= Exercise task =
Present the lines starting at the line that contains "Could you please indicate the thin" and ending at the line that contains "Could you please indicate the vertical" as a Markdown table with the columns Row and Line, numbering each row. Omit blank lines and pictures, and include no other lines.
## START
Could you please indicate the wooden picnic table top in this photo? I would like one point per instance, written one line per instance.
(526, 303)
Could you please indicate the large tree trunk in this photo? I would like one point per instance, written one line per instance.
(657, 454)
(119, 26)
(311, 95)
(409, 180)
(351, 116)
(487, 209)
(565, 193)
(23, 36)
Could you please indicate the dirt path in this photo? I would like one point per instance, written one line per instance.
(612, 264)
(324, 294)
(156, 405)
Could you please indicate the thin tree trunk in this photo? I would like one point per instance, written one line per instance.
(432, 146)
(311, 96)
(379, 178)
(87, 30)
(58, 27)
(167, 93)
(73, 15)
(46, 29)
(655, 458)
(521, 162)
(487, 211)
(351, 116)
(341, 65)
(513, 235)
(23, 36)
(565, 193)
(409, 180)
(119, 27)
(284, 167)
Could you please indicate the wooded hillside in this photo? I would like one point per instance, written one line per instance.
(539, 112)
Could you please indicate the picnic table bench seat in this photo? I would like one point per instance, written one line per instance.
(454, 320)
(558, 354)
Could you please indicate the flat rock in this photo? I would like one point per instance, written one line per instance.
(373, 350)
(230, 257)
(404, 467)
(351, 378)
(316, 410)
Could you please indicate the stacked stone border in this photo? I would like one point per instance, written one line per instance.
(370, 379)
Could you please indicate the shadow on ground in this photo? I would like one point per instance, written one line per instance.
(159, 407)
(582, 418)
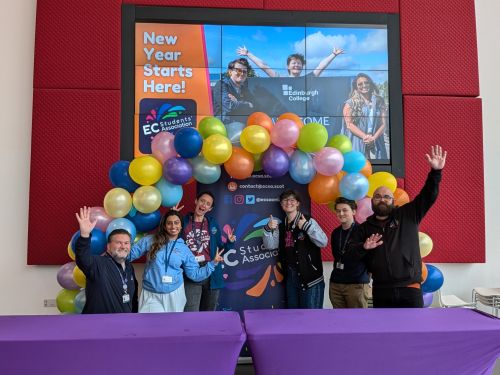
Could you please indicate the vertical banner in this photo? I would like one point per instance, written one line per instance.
## END
## START
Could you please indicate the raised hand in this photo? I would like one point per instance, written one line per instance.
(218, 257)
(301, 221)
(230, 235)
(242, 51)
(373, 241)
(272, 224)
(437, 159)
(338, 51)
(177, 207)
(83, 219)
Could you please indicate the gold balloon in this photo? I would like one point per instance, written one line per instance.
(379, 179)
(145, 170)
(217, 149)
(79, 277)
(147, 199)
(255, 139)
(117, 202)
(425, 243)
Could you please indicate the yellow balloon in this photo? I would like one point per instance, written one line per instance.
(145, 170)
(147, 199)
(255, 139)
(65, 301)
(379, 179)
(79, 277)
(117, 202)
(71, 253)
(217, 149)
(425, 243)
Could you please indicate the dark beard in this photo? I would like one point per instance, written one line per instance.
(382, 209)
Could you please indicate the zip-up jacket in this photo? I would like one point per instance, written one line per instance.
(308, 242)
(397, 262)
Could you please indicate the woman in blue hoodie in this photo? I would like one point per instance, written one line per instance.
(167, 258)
## END
= Response below =
| Row | Line |
|---|---|
| 1 | Could you please indicate the thin tree trunk in this photo? I would like one point per instance, written one line per instance. |
| 2 | (432, 146) |
| 3 | (311, 96) |
| 4 | (379, 178) |
| 5 | (87, 30) |
| 6 | (58, 27) |
| 7 | (167, 93) |
| 8 | (73, 15) |
| 9 | (46, 29) |
| 10 | (655, 458) |
| 11 | (521, 162) |
| 12 | (487, 211) |
| 13 | (351, 116) |
| 14 | (341, 65) |
| 15 | (513, 235) |
| 16 | (23, 36) |
| 17 | (565, 193) |
| 18 | (409, 180) |
| 19 | (119, 27) |
| 20 | (284, 167) |
| 21 | Could you please indicate the wooded hillside in this photo? I would like one point per instance, written one line per instance. |
| 22 | (539, 112) |
| 23 | Could you please indicate the picnic table bench seat in this photo? I would like one point per instance, written one line per instance. |
| 24 | (454, 320) |
| 25 | (558, 354) |
| 26 | Could you please indicate the flat rock in this photo? I would like one point per instance, written one line per instance. |
| 27 | (373, 350) |
| 28 | (230, 257) |
| 29 | (404, 467) |
| 30 | (351, 378) |
| 31 | (316, 410) |
| 32 | Could you please indicate the stacked stone border in this photo? I would like one point per instance, written one line per instance. |
| 33 | (370, 379) |
| 34 | Could you please indicate the shadow on ground in this photo? I would like one point per instance, written one line per instance. |
| 35 | (159, 407) |
| 36 | (582, 418) |
| 37 | Could you please indicate the vertical banner in this photo? I would like one point per instance, written one line per instance. |